• TASK STATEMENT:
Only the lines from the one with "Please annotate the white" to the end of the material should be reproduced, exactly and in full, both ends included.

[[ STORED DATA, beginning ]]

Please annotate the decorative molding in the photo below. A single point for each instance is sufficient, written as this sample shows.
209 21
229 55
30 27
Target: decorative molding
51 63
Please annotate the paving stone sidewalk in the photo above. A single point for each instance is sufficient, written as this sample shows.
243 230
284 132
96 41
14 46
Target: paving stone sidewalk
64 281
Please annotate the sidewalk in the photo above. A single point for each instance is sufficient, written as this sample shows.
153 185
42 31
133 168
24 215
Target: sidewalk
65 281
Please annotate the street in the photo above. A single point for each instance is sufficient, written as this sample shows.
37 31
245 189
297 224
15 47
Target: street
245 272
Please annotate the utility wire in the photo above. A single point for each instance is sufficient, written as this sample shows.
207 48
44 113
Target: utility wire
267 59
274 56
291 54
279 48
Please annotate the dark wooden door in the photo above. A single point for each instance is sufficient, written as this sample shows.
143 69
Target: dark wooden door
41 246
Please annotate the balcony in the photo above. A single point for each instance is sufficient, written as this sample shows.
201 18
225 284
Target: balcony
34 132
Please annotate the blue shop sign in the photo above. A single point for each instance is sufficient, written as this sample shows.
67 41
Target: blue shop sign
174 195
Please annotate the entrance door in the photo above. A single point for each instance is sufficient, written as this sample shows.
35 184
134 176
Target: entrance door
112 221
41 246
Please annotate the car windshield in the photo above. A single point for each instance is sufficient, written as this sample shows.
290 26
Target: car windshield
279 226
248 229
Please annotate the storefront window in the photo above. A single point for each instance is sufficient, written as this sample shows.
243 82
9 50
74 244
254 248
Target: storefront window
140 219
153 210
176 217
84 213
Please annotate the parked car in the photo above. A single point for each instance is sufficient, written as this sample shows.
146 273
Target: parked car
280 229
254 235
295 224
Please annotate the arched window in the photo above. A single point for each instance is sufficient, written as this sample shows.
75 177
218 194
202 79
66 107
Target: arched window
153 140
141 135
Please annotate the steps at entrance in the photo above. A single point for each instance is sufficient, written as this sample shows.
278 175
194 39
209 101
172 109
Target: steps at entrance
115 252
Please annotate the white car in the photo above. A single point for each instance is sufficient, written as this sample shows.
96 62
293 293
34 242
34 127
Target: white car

[[ STORED DATA, end ]]

• ANSWER:
Please annotate the white car in the photo above. A single point for each instance is sufficient, written as this sample shows.
96 62
293 293
34 242
34 127
Target: white car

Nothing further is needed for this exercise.